-- Begin Given text --
WORDS REFERRING TO DEATH COUPLED WITH A CONTINGENCY. -TO WHAT PERIOD THEY RELATE.-CLASSIFICATION OF THE CASES.

DISTINCTION between the cases discussed in the last and in the present chapter.
Classification of the cases.

Death of object of prior gift in testator's lifetime, [p. 671.]

Ulterior legatees held to be entitled, [p. 671.]

Ulterior gift not defeated by death of prior legatee in testator's lifetime, [p. 672.] Distinction where gift is to class, [p. 673.]

Ulterior gift not defeated by death of prior legatee in testator's lifetime, [p. 674.] Gift over in case of death to executors or administrators or personal representatives, [p. 675.]

Gift to personal representatives not substitutional, [p. 676.]

Gift over of interest of married woman in case of death, to her next of kin, [p. 677.] Whether children of objects dead at date of will can have the benefit of clause of substitution, [p. 677.]

Children of objects dead at date of will excluded, [p. 678 to 680.]

Suggested distinction where decease is after will, [p. 681.]

Case of Thornhill v. Thornhill overruled, [p. 682.]

Distinction where children of deceased claim under original gift, [p. 683.].

Children of deceased objects allowed to participate, [p. 684.]

Children of deceased objects let in, [p. 685.]

Disinclination of Courts to exclude children of deceased, [p. 685.]

Children of deceased objects let in, [p. 686.]

General conclusion from preceding cases, [p. 687.]

Whether gift over takes effect on happening of event subsequent to death of testator, [p. 687.]

Case of Allen v. Farthing, [p. 688.]

The event of death leaving children held to apply to period after testator's death, [p. 689.]

Gift over on A marrying, and having children, extended to event after death of testator, [p. 690.]

Effect where gifts over comprise every possible event, [p. 690.]

Remarks on Craton v. Lowe, [p. 691.]

Distinction where prior gift may be regarded as a mere life interest, [p. 692.]

Rule where there is a prior life or other interest, [p. 693.]

Contingency restricted to period of distribution, [p. 694.]

Remark on Galland v. Leonard, [p. 694.]

Contingency restricted to period of distribution, [p. 695.]

Remark on Lord Brougham's judgment in Home v. Pillans, [p. 696.]

Word "payable" occurring in gift over, whether it refers to majority or the period of distribution, [p. 696.]

Word "payable" referred to majority. not to period of distribution, [p. 697, 698.] Word "payable" referred to period of distribution, [p. 699.]

Remarks on Bright v. Rowe, [p. 700.]

Word "payable" referred to period of majority, [p. 700.]

Result of the cases, [p. 701.]

THE distinction between the cases which form the subject of the present inquiry, and those discussed in the last chapter, is obvious. There it was necessary either to do violence to the

testator's language, by reading the words providing against the event of death as applying to the occurrence of death at any time, (in which sense, death is not a contingent event,) or else to give effect to the words of contingency, by construing them as intended to provide against death within a given period.
-- End Given text --
-- Begin Record list --
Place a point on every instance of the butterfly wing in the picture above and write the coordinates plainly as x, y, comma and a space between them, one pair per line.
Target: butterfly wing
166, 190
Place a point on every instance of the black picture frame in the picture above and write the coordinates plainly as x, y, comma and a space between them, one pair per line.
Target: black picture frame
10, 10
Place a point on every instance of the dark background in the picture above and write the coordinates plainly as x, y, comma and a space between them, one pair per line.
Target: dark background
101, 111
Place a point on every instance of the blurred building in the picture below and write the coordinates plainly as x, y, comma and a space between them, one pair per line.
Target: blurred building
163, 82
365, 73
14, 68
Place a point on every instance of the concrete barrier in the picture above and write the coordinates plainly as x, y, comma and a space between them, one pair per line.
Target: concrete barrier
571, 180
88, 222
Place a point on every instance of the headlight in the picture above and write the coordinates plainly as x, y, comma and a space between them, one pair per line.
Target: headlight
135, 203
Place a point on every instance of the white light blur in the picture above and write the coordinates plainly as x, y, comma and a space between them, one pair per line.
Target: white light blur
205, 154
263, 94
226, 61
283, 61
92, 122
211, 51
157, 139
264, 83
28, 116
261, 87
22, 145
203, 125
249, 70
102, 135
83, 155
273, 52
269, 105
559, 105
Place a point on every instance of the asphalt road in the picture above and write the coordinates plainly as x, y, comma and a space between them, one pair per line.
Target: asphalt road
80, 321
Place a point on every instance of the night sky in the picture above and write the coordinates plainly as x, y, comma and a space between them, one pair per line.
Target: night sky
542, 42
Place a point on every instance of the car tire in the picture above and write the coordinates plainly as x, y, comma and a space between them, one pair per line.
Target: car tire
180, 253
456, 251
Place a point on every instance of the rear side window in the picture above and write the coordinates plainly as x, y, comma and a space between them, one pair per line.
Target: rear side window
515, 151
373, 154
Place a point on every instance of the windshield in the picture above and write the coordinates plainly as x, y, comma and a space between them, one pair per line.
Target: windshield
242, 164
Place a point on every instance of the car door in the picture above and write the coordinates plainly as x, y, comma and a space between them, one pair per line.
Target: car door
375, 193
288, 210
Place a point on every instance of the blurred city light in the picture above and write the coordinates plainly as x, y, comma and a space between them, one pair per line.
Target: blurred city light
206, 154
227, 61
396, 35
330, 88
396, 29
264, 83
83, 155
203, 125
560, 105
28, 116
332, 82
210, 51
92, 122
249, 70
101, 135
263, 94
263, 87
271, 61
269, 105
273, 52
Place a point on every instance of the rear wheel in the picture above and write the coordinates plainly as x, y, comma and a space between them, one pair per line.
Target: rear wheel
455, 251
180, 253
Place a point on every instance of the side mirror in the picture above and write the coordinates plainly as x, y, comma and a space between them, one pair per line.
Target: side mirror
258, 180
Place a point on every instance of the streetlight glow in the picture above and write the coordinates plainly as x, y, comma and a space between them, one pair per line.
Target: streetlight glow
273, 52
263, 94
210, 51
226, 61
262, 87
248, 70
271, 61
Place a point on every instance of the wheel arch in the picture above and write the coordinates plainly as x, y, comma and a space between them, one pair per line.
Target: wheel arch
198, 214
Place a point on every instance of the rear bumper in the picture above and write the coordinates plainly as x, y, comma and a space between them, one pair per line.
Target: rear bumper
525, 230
-- End Record list --
• _Task A_: According to the chapter excerpt, which case was overruled?
• _Task B_: Echo the chapter excerpt word for word, between "Gift to personal" and "gift, [p. 683.].", inclusive.

• _Expected answer A_: Thornhill v. Thornhill

• _Expected answer B_:
Gift to personal representatives not substitutional, [p. 676.]

Gift over of interest of married woman in case of death, to her next of kin, [p. 677.] Whether children of objects dead at date of will can have the benefit of clause of substitution, [p. 677.]

Children of objects dead at date of will excluded, [p. 678 to 680.]

Suggested distinction where decease is after will, [p. 681.]

Case of Thornhill v. Thornhill overruled, [p. 682.]

Distinction where children of deceased claim under original gift, [p. 683.].